(Beginning of DOCUMENT SECTION)

Model Quantization Notebook

This notebook converts a pre-trained Keras violence detection model into TensorFlow Lite (TFLite) format using three different quantization strategies, making it suitable for deployment on edge/mobile devices.

Overview

Property	Details
Framework	TensorFlow / TFLite
Base Model	`modelv2.keras` — a Keras video violence detection model
Input Shape	`(1, 16, 224, 224, 3)` — batch × frames × height × width × channels
Architecture	CNN + LSTM (contains dynamic LSTM loops)
Platform	Kaggle (GPU hidden to avoid CuDNN conflicts)

Quantization Methods

A — Dynamic Range Quantization

Output file: model_dynamic_quant.tflite
Quantizes weights from float32 to int8 at conversion time.
Activations are quantized dynamically at inference time.
Fastest to convert; no calibration data required.
Good balance between size reduction and accuracy.

B — Float16 Quantization

Output file: model_fp16_quant.tflite
Reduces weight precision from float32 to float16.
Ideal for GPU-accelerated edge devices that support fp16 natively.
Smaller model size with minimal accuracy loss.

C — Full Integer (INT8) Quantization

Output file: model_full_int8.tflite
Quantizes both weights and activations to int8.
Requires a representative dataset for calibration (currently uses random dummy data — replace with real video samples for best results).
Input and output tensors are also forced to int8.
Smallest model size; best suited for CPU-only or microcontroller deployment.

(End of DOCUMENT SECTION)

PROBLEM | Reproduce the portion of the model quantization notebook description from "C — Full Integer" up to and including "or microcontroller deployment.". The listing has no connection to the notebook description.

(Beginning of SUPPLIED RECORDS)

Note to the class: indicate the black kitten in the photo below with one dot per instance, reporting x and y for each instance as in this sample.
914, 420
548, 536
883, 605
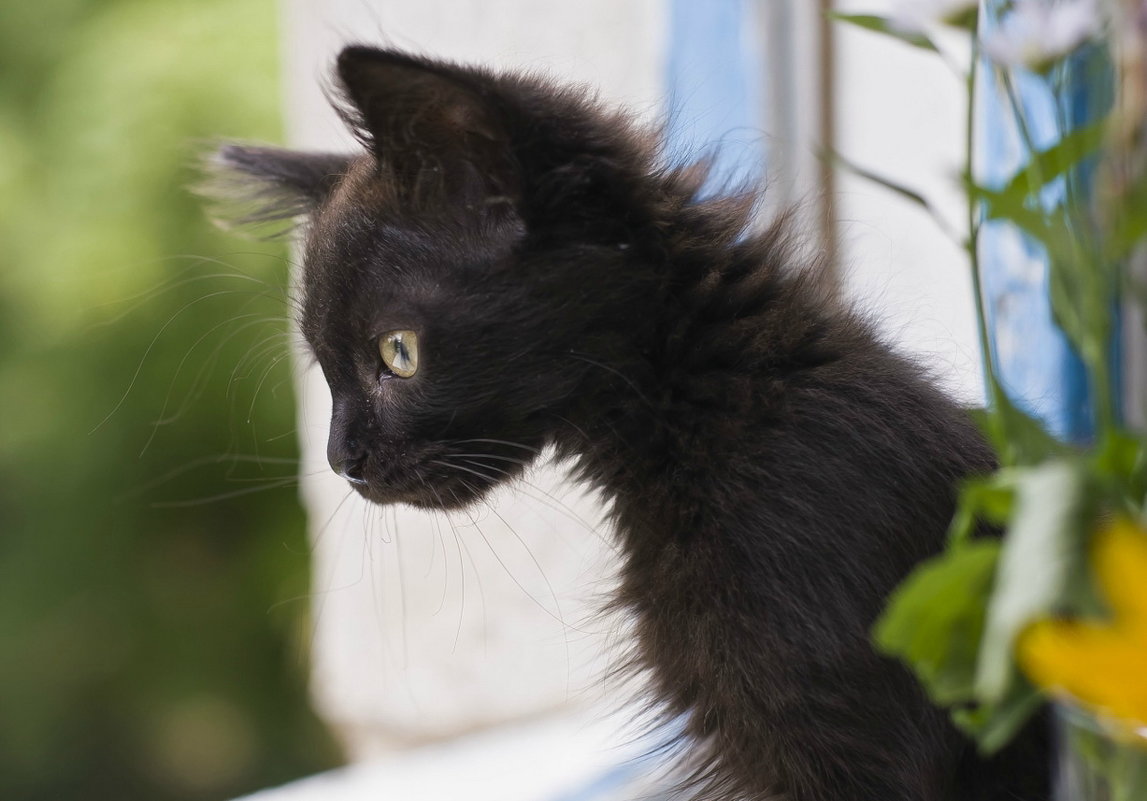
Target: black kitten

(End of SUPPLIED RECORDS)

YOUR RESPONSE |
C — Full Integer (INT8) Quantization

Output file: model_full_int8.tflite
Quantizes both weights and activations to int8.
Requires a representative dataset for calibration (currently uses random dummy data — replace with real video samples for best results).
Input and output tensors are also forced to int8.
Smallest model size; best suited for CPU-only or microcontroller deployment.